▶ _BRIEF_
What needs reproducing is the run of lines in the data below starting at the line with "Exercise. Point to the ship" and ending at the line with "Exercise. Point to the grass", both ends included. Copy it exactly, without pictures, and add nothing.

*** MATERIAL FOR THIS TASK Section Begins ***

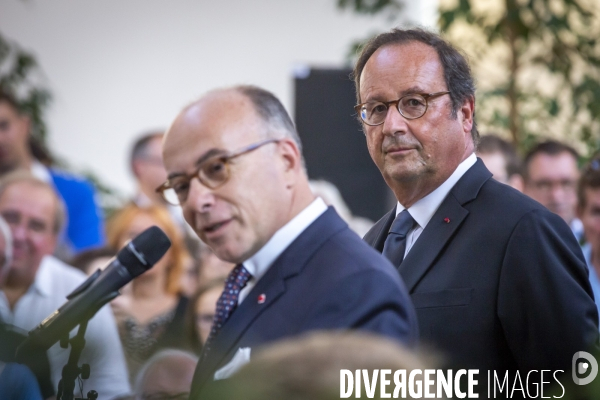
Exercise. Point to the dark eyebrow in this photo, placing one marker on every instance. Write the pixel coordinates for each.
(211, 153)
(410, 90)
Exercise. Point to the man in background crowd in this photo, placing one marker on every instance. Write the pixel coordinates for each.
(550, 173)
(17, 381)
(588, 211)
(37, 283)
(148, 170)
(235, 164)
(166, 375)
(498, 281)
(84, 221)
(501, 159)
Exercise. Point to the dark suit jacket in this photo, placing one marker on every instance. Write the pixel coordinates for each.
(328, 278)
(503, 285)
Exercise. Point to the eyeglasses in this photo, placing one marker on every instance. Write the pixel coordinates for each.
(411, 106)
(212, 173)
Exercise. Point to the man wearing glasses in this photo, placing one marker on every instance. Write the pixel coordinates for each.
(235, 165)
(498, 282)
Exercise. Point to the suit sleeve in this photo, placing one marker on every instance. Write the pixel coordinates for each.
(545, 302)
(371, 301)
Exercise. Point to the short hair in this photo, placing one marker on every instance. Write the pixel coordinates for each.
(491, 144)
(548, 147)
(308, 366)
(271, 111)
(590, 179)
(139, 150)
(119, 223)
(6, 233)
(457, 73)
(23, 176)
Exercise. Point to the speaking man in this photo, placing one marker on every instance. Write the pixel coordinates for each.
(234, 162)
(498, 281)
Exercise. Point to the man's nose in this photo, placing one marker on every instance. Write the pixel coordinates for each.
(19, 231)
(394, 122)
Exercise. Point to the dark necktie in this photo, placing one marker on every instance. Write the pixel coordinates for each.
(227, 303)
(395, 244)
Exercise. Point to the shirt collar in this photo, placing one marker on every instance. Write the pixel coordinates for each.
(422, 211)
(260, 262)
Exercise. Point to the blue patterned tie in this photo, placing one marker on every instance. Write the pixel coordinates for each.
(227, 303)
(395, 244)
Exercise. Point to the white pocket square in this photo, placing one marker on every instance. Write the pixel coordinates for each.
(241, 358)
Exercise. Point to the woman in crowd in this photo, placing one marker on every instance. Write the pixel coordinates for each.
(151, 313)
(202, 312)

*** MATERIAL FOR THIS TASK Section Ends ***
*** MATERIAL FOR THIS TASK Section Begins ***

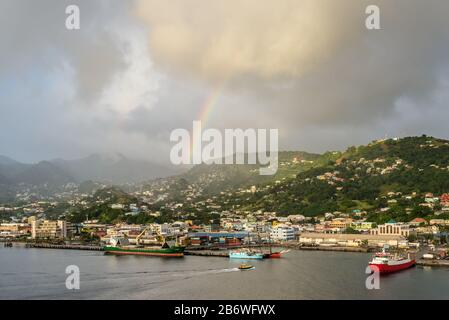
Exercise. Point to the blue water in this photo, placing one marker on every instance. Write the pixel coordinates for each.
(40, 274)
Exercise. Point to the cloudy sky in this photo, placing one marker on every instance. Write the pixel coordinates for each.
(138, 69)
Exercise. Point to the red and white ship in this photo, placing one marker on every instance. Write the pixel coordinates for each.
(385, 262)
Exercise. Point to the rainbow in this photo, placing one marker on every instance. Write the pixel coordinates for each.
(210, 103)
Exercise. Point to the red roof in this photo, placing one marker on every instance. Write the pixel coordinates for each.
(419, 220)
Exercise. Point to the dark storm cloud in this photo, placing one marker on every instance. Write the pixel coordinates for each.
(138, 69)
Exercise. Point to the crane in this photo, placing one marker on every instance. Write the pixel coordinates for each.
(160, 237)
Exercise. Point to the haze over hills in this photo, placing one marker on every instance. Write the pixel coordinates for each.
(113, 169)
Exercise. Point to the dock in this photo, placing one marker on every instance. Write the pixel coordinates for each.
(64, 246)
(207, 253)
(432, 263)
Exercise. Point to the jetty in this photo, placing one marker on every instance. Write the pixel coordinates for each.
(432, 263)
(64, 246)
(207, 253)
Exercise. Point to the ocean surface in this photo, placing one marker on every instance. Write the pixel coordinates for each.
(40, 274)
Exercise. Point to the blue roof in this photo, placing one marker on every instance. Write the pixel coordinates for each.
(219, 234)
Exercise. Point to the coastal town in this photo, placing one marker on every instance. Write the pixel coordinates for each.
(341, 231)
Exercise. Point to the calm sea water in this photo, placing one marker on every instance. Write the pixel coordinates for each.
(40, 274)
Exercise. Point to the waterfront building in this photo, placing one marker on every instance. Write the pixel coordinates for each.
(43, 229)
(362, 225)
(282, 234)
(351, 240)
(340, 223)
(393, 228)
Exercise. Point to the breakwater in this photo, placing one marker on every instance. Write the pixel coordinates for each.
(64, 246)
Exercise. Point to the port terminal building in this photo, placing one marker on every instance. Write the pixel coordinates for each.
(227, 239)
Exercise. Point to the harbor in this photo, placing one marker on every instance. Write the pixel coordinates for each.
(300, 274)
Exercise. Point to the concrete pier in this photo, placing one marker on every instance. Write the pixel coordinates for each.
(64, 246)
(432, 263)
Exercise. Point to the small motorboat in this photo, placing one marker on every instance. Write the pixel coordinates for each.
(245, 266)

*** MATERIAL FOR THIS TASK Section Ends ***
*** MATERIAL FOR THIS TASK Section Begins ***

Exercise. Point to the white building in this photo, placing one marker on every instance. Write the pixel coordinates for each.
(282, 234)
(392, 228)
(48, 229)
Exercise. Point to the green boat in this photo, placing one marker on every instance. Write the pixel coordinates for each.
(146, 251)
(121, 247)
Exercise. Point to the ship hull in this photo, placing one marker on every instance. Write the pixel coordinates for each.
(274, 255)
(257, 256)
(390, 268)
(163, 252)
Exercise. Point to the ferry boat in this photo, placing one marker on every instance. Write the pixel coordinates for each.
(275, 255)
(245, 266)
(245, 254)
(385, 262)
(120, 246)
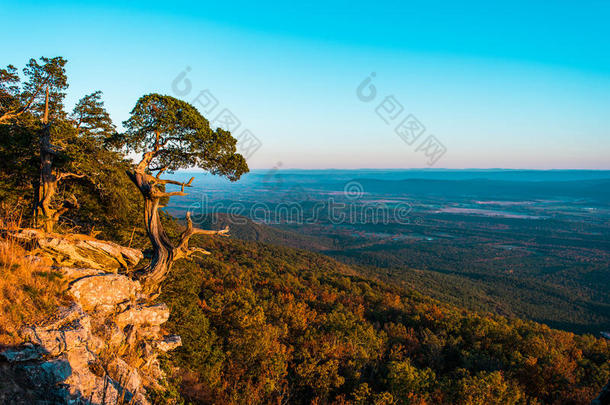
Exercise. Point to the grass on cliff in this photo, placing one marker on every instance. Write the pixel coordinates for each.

*** MATERIAL FOR THIS TASK Section Ends ***

▶ _WRITTEN RESPONSE_
Exercise. Point to the ship hull in this photo, placing one marker on every instance. Write the pixel coordinates for each.
(274, 255)
(257, 256)
(390, 268)
(163, 252)
Exercise. Point to the ferry boat in this photo, placing one marker on every instance. Write the pixel coordinates for each.
(275, 255)
(245, 266)
(245, 254)
(385, 262)
(120, 246)
Exercise. Point to the grass on cliff in this photo, placing one marker on every instance. Write the pixel coordinates for each.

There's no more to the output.